#### Task prompt:
What you return should be the full listing, exactly as given.

#### Material for this exercise:
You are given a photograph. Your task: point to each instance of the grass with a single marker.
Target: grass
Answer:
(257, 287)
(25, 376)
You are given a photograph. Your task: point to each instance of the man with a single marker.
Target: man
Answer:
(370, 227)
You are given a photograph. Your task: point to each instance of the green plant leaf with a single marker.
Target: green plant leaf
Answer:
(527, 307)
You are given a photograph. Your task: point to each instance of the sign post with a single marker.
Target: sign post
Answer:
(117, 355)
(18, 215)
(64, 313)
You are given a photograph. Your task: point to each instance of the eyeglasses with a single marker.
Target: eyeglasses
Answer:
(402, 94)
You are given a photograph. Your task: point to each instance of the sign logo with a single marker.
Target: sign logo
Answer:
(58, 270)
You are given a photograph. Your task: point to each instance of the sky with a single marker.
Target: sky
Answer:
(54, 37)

#### Solution to this problem:
You are given a photograph. Your task: point to each instance of the grass with a single marker.
Target: grass
Answer:
(257, 287)
(25, 376)
You are given a photograph. Your task: point to each instance of the man with a single marker.
Target: man
Answer:
(370, 227)
You are given a photograph. Your task: point to each instance of the green plant leaf with a single marker.
Target: green plant leaf
Answer:
(527, 307)
You are given a photograph. Your task: point to each instance of the sign post with a single marker.
Target: sign post
Answer:
(117, 355)
(18, 215)
(64, 313)
You are given a photograph. Your task: point to each instance of the eyeglasses with a single marker.
Target: eyeglasses
Answer:
(402, 94)
You are given a photograph. Your task: point to each instance of the sign logo with a single marker.
Target: sign logo
Answer:
(58, 270)
You are given a photograph. Your task: point to each instance of the sky with a single marker.
Target: sky
Answer:
(54, 37)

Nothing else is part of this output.